**Exercise directions**
Rewrite each of the items below, replacing "man's collar" with "shirt collar" wherever it occurs and keeping everything else the same. Omit the pictures.

**Data extract**
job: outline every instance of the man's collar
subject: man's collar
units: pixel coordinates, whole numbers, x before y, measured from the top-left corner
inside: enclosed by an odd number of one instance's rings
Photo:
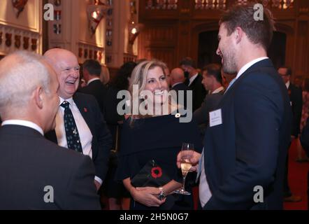
[[[247,63],[246,64],[243,66],[241,67],[241,69],[239,70],[239,71],[238,71],[238,73],[237,74],[237,76],[236,76],[236,79],[238,78],[239,76],[240,76],[245,71],[246,71],[246,70],[247,69],[249,69],[253,64],[254,64],[255,63],[259,62],[259,61],[261,61],[261,60],[264,60],[264,59],[268,59],[268,57],[259,57],[259,58],[254,59],[254,60],[252,60],[251,62]]]
[[[21,125],[24,127],[28,127],[32,129],[34,129],[35,130],[38,131],[41,133],[41,134],[44,135],[44,132],[43,132],[42,128],[36,125],[36,123],[34,123],[31,121],[29,120],[4,120],[1,123],[1,126],[3,125]]]
[[[64,101],[68,102],[71,104],[71,106],[73,105],[73,97],[71,97],[70,98],[68,98],[68,99],[63,99],[63,98],[59,97],[59,106],[60,106],[60,105],[61,105]]]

**Exercise answer**
job: outline every instance of the shirt collar
subject: shirt collar
units: pixel coordinates, whole numbers, x before y, measured from the top-left corner
inside: enclosed by an odd number of one instance's rings
Photo:
[[[247,63],[246,64],[243,66],[241,67],[241,69],[239,70],[239,71],[238,71],[238,73],[237,74],[237,76],[236,76],[236,79],[238,78],[239,76],[240,76],[245,71],[246,71],[246,70],[247,69],[249,69],[253,64],[254,64],[255,63],[259,62],[259,61],[261,61],[261,60],[264,60],[264,59],[268,59],[268,57],[259,57],[259,58],[254,59],[254,60],[252,60],[251,62]]]
[[[21,125],[24,127],[28,127],[32,129],[34,129],[35,130],[38,131],[41,133],[41,134],[44,135],[44,132],[43,132],[42,128],[36,125],[36,123],[34,123],[31,121],[29,120],[4,120],[1,123],[1,126],[3,125]]]
[[[64,101],[68,102],[71,104],[71,106],[73,105],[73,97],[71,97],[70,98],[68,98],[68,99],[63,99],[63,98],[59,97],[59,106],[60,106],[60,105],[61,105]]]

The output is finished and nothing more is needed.